The exercise:
Repeat the rows between the line holding "Any star tree" and the line holding "[386,119,1267,853]", inclusive, with nothing changed and nothing else.

—————

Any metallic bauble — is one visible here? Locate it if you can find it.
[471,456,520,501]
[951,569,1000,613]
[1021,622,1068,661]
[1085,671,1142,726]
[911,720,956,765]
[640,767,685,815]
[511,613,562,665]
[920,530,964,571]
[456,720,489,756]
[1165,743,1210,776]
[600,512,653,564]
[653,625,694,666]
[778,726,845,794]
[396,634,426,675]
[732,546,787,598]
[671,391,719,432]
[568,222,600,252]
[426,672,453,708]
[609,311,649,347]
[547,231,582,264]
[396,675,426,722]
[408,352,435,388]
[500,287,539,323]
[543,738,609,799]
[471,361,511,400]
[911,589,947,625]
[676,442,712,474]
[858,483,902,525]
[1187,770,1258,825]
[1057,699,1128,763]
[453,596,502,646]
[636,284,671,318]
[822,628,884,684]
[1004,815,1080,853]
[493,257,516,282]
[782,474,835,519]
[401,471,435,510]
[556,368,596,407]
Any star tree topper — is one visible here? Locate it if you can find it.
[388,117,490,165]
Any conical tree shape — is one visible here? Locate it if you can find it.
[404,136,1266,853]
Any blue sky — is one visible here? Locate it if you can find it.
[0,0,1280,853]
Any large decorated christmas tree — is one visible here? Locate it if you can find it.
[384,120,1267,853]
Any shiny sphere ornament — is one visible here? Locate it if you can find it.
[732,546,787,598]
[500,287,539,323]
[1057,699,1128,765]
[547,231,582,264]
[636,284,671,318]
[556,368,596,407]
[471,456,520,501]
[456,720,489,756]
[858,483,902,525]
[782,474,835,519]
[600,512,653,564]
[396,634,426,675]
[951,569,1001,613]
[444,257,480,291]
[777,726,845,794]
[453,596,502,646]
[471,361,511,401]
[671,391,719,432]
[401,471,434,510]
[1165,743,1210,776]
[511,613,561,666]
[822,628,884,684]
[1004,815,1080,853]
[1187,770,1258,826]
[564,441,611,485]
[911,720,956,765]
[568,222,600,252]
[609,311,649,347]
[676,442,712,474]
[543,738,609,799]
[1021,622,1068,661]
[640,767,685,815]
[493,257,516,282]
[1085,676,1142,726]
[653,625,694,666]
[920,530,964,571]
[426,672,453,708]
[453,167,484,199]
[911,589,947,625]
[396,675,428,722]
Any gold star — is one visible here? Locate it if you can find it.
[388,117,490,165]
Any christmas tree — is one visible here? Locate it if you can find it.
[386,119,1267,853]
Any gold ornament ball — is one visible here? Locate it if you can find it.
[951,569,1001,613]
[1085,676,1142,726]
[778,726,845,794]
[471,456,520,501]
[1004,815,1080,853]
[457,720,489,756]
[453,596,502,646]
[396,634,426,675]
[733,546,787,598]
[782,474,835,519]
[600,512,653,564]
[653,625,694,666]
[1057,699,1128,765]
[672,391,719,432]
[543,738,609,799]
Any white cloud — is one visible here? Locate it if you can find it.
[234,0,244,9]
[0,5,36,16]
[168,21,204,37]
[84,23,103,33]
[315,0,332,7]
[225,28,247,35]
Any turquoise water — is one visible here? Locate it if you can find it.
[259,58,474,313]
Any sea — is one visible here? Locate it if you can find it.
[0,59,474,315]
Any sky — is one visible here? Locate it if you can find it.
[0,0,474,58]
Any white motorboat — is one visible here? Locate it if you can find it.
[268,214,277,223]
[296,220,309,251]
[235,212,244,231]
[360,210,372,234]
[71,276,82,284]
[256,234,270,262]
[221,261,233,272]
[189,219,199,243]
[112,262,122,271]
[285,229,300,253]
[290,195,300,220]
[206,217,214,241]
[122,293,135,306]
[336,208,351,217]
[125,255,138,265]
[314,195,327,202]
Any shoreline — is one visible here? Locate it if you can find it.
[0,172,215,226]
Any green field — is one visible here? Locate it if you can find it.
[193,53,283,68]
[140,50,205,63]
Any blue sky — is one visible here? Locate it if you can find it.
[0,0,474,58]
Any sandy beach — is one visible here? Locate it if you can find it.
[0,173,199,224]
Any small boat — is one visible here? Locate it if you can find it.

—————

The response:
Any star tree topper — is one visible here? Locate it if you can find it.
[388,117,490,165]
Any conical tree shape — is one visible here? Locate it if you can find it.
[404,136,1266,853]
Any blue sky — is one visible here? Locate it if you can find it.
[0,0,1280,853]
Any large decorated christmas tree — is one visible here? Locate it if you can find it.
[384,120,1267,853]
Any shiny sphere ornament — is one visible here? Locate it if you can find it.
[732,546,787,598]
[500,287,539,323]
[1057,699,1128,765]
[547,231,582,264]
[636,284,671,318]
[556,368,596,407]
[471,456,520,501]
[456,720,489,756]
[858,483,902,525]
[782,474,835,519]
[600,512,653,564]
[396,634,426,675]
[951,569,1001,613]
[444,257,480,291]
[777,726,845,794]
[453,596,502,646]
[471,361,511,401]
[671,391,719,432]
[401,471,434,510]
[1165,743,1210,776]
[511,613,561,666]
[822,628,884,684]
[1004,815,1080,853]
[1187,770,1258,826]
[564,441,611,485]
[911,720,956,765]
[568,222,600,252]
[609,311,649,347]
[676,442,712,474]
[543,738,609,799]
[1021,622,1068,661]
[640,767,685,815]
[493,257,516,282]
[1085,676,1142,726]
[653,625,694,666]
[920,530,964,571]
[426,672,453,708]
[453,167,484,199]
[911,589,947,625]
[396,675,428,722]
Any gold star — is one visible here? Locate it if you can find it.
[388,117,490,165]
Any christmas tree — is one visible here? Locate it if you can find it.
[386,119,1267,853]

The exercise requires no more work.